• [WORK REQUEST 1]
Answer these questions about the essay on how people judge LLMs, one line each, marked (a), (b), (c):
(a) Besides the model, what parts does the essay say make up the system a user actually works with?
(b) What three providers did Claude queries go through, according to the section on Anthropic's postmortem?
(c) Which of the three issues in Anthropic's report does the writer focus on?
• [WORK REQUEST 2]
Rename "model labs" to "AI developers" and write out everything in the essay on how people judge LLMs from "This same phenomenon" down to "the model worse." with that change.
• [WORK REQUEST 3]
Continue the essay on how people judge LLMs, starting after its last sentence.

• [PAGE EXCERPT]
------------------------
6 minute read

I want to make an argument that what you think of as a single LLM actually lives many different lives. You’ve come to form judgments about each model, and I believe those judgments haven’t been entirely fair. By now, you have your favourite models, or at least preferred ones for different use cases. If you’re anything like me, you’ve converged on these preferences through trial and error. Or likely whatever model you were using was good enough that you didn’t feel compelled to explore others. Either way, you’ve formed an opinion about how good each model is.

My argument is that you’re likely wrong in your assessment, especially when it comes to open-source models. The reason? You’re probably thinking your experience reflects on the model in its pure form, when what you actually interact with is a system. This system includes the model plus all the bespoke engineering that supports it: routers, safety layers, sampling parameters, and more. If you’re the TL;DR type, that’s the gist of it, have a great day.

But if you stick around, I’ll show you how this is the case.

Anthropic’s Postmortem

For over a year now, I’ve seen constant complaints about “they nerfed it” or “they made the model worse”, vague accusations that model labs purposefully degraded performance. Usually, you can lump these with your favorite conspiracy theories1, harmless speculation that provides entertainment value if nothing else. But a couple of months ago, after more such complaints about Claude showing degraded performance, Anthropic released a technical report talking of three bugs that may have caused it.

The report is fascinating in its own right, but I want to focus on the first of the three issues they identified: short-context queries (~200K tokens) were being erroneously routed to servers optimized for long-context (~1M tokens). This problem manifested at wildly varying degrees across their three providers (Anthropic’s first-party API, Amazon Bedrock, and Google Vertex). Even with all of Anthropic’s in-house expertise, when you send a query to Claude, it follows one of three completely different code paths, each with its own optimizations and quirks, producing different results.

This same phenomenon happens with open-source models, except the model labs don’t get to control, or even observe it. When you’re working with an open-source model, especially if you’re hosting it yourself2 but also when using third-party inference providers, similar infrastructure problems compound, making your experience of the model worse.

Moonshot’s Vendor Verifier

The speculation about providers serving models at lower precision isn’t limited to AI labs. Many neo-clouds and inference providers with their own ASICs seem to serve models that vary wildly in performance. Could they be serving quantized versions without notifying users?3 Possibly. But what we know for certain is that performance across different providers varies significantly.
------------------------
• [SUPPLIED DATA]
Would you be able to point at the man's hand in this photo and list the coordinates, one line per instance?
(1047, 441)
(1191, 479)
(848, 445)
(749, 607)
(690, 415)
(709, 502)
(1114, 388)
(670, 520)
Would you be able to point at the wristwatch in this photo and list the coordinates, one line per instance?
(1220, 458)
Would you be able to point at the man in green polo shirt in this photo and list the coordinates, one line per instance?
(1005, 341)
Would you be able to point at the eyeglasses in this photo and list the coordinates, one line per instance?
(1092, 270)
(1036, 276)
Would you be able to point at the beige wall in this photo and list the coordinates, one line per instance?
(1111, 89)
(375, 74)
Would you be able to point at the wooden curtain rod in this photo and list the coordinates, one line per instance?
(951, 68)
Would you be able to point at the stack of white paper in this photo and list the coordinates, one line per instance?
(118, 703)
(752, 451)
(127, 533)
------------------------
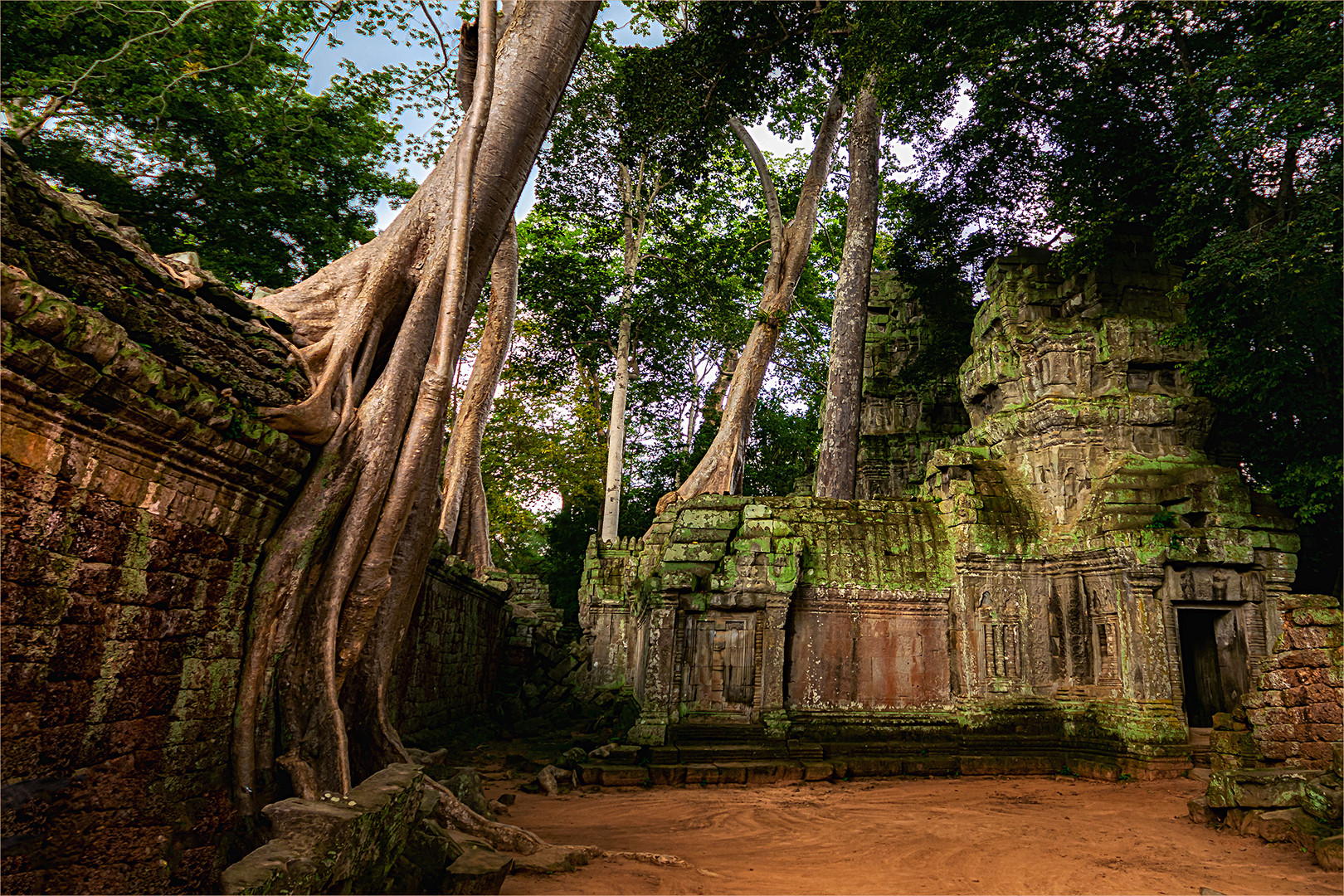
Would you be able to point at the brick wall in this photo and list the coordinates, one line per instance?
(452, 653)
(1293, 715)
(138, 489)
------------------------
• [ANSWER AREA 1]
(a) Routers, safety layers, sampling parameters, and more bespoke engineering.
(b) Anthropic's first-party API, Amazon Bedrock, and Google Vertex.
(c) Short-context queries (~200K tokens) were wrongly routed to servers optimized for long-context (~1M tokens).

• [ANSWER AREA 2]
This same phenomenon happens with open-source models, except the AI developers don’t get to control, or even observe it. When you’re working with an open-source model, especially if you’re hosting it yourself2 but also when using third-party inference providers, similar infrastructure problems compound, making your experience of the model worse.

• [ANSWER AREA 3]
Moonshot, the company behind the Kimi K2 family of models, decided to take matters into their own hands. They tested and published results showing how different providers perform when serving the same model. In fact, they updated their results for both K2 and K2-thinking today.

Their data reveals that some providers lag significantly behind Moonshot’s own API, while others perform comparably. What makes this even more challenging is that these numbers aren’t static. While things have improved recently (I suspect partly due to efforts like these), previous evals shows similarity scores compared to the official API as low as ~50%.

Imagine if Claude were served by twelve different providers, each doing their own optimizations on their own hardware.

OpenRouter’s Exacto

OpenRouter recently introduced exacto endpoints precisely because different hosts serving the same open-weight model behave differently in practice. The performance spread has tightened over time, see Artificial Analysis’s evaluation of gpt-oss-120b for reference.

To deliver “what the weights are actually capable of,” OpenRouter now routes model_slug:exacto (Kimi K2, DeepSeek v3.1 Terminus, GLM4.6, GPT-OSS-120B, Qwen3 Coder) only to providers that simultaneously score near the top on tool-calling accuracy, fall within normal bounds for invoking tools when they’re available, and aren’t frequently ignored or blacklisted by customers during tool-heavy workloads.

When a marketplace has to create a premium routing tier just to expose the quality in the base weights, you know the market has noticed that performance varies wildly across providers.

Open Weights vs Closed Source

I argue that your judgment of how good a model is, that mental ranking you’ve built up, is largely miscalibrated. Or at least misattributed. As we’ve seen, whether you were using Kimi K2 on their official API or through a third-party provider who hasn’t calibrated their systems yet4 significantly affected your understanding of how well the Moonshot team did their job. And this bias systematically favors closed-source models.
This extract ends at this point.